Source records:
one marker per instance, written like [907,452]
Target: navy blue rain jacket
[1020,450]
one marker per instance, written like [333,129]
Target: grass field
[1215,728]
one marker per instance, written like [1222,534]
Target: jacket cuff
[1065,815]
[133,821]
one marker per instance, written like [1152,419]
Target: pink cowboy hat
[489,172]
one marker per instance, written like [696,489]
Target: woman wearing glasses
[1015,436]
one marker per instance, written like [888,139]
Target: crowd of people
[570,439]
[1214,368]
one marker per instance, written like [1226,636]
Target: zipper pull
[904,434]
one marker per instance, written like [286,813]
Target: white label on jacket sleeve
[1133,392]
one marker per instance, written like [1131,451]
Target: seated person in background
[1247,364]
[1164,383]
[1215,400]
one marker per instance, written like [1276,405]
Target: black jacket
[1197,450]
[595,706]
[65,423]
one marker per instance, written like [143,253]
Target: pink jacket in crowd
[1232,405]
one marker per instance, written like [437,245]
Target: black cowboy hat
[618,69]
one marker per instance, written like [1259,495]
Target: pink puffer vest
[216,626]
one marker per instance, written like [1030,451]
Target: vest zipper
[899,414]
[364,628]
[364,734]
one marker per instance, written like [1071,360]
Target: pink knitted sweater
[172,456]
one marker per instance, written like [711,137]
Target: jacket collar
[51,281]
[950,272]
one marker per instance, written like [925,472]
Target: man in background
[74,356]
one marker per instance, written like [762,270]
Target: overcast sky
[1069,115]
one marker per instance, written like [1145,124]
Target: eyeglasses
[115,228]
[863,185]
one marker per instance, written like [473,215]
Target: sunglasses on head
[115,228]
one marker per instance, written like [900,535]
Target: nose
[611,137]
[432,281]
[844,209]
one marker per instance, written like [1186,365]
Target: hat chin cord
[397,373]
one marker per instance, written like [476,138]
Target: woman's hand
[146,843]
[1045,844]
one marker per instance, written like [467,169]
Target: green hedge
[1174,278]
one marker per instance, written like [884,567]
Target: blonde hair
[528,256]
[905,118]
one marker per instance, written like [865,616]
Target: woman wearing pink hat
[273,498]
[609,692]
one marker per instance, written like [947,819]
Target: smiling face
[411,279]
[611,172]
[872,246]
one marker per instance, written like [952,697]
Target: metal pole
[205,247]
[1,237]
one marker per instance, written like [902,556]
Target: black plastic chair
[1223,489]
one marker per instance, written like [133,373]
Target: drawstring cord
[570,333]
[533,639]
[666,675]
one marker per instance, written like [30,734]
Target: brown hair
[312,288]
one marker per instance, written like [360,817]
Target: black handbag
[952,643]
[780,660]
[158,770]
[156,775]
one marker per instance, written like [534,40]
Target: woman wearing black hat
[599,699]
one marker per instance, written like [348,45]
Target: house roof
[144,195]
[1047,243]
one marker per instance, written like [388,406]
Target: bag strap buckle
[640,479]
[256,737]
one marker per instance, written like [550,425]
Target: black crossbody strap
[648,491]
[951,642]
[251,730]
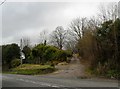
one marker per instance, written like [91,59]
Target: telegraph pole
[21,48]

* **WRITTEN INSTRUCTION**
Output the entries above exactly. Drop the pictures.

* **WORKED ANSWER**
one marker per instance, written like [907,452]
Target: navy blue rain jacket
[1020,450]
one marker per instance, written like [333,129]
Target: grass field
[1215,728]
one marker per instance, written like [1222,534]
Target: jacket cuff
[1065,815]
[133,821]
one marker per instance, written like [1152,419]
Target: pink cowboy hat
[489,172]
one marker per instance, written like [696,489]
Target: woman wearing glasses
[1015,436]
one marker per instance, written like [888,139]
Target: crowd of people
[570,439]
[1214,368]
one marker per instance, written like [1226,636]
Target: zipper pull
[904,434]
one marker per instance, written like [286,813]
Target: white label on jacket sleeve
[1133,392]
one marker per instance, written like [1131,451]
Target: seated person in background
[1247,364]
[1164,383]
[1215,400]
one marker per instance, written like [1276,405]
Target: black jacket
[1197,450]
[595,706]
[65,423]
one marker per instance, written like [143,253]
Target: pink jacket in crowd
[1232,405]
one marker per instance, written like [437,245]
Target: black cowboy hat
[618,69]
one marker per instance, written like [1259,495]
Target: pink puffer vest
[216,626]
one marker per instance, written like [1030,451]
Target: vest zipper
[899,414]
[364,628]
[364,734]
one marker per instance, written like [1071,360]
Target: pink knitted sweater
[172,456]
one marker per instance, written like [711,137]
Target: jacket collar
[51,281]
[950,272]
one marker per instance, written like [925,472]
Target: man in background
[74,356]
one marker per instance, written like [762,270]
Target: overcast sky
[1069,115]
one marker per instance, written like [1145,124]
Target: eyeglasses
[115,228]
[863,185]
one marker per instance, written like [473,215]
Target: sunglasses on head
[115,228]
one marker per instance, written like [900,535]
Target: nose
[611,137]
[432,281]
[844,209]
one marker per instance, written like [1186,365]
Target: hat chin cord
[397,373]
one marker per instance, written like [476,138]
Target: woman's hand
[146,843]
[1045,844]
one marker per instance, written like [467,169]
Target: green hedge
[1174,278]
one marker per instance, written like [884,567]
Target: blonde hair
[528,256]
[905,118]
one marker per instance, written like [865,616]
Target: woman wearing pink hat
[273,498]
[609,692]
one marker per instance, written like [947,819]
Target: smiling face
[411,279]
[611,172]
[872,246]
one marker per instance, written like [952,697]
Target: metal pole
[205,247]
[1,237]
one marker per instance, written like [902,556]
Target: black plastic chair
[1223,489]
one marker per instance, written like [133,373]
Target: drawstring cord
[570,333]
[533,639]
[666,675]
one marker per instance, written like [30,734]
Target: brown hair
[312,288]
one marker per instance, written like [360,817]
Target: black handbag
[952,643]
[780,660]
[158,770]
[156,775]
one marker per instance, written like [534,40]
Target: woman wearing black hat
[599,699]
one marker per instance, written like [348,45]
Target: house roof
[144,195]
[1047,243]
one marker per instance, written like [388,406]
Target: bag strap buckle
[640,479]
[256,737]
one marker per instance, written like [550,425]
Target: black crossbody strap
[648,491]
[951,642]
[251,730]
one marker per instance, written like [91,59]
Target: telegraph pole
[21,48]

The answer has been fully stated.